Put every line of the items below into a JSON array of strings, one string per line, and leave out any blank lines.

* * * * * * * * *

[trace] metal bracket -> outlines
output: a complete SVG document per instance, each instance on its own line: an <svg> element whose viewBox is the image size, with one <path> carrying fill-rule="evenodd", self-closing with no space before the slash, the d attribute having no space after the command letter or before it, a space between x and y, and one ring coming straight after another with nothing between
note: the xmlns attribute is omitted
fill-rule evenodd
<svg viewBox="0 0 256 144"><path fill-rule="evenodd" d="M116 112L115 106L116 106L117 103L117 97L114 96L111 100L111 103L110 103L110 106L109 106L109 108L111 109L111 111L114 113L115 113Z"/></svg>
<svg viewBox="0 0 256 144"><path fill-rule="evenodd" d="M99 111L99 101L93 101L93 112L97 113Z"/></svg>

* * * * * * * * *

**SOLUTION TO THE EXERCISE:**
[
  "[trace] metal bracket -> outlines",
  "output: a complete SVG document per instance, each instance on its own line: an <svg> element whose viewBox is the image size, with one <path> carrying fill-rule=\"evenodd\", self-closing with no space before the slash, the d attribute having no space after the command letter or before it, a space between x and y, and one ring coming straight after another with nothing between",
  "note: the xmlns attribute is omitted",
  "fill-rule evenodd",
  "<svg viewBox=\"0 0 256 144\"><path fill-rule=\"evenodd\" d=\"M116 112L115 106L116 106L117 103L117 97L114 96L111 100L111 103L110 103L110 106L109 106L109 108L111 109L111 111L114 113L115 113Z\"/></svg>",
  "<svg viewBox=\"0 0 256 144\"><path fill-rule=\"evenodd\" d=\"M99 111L99 101L93 101L93 112L97 113Z\"/></svg>"
]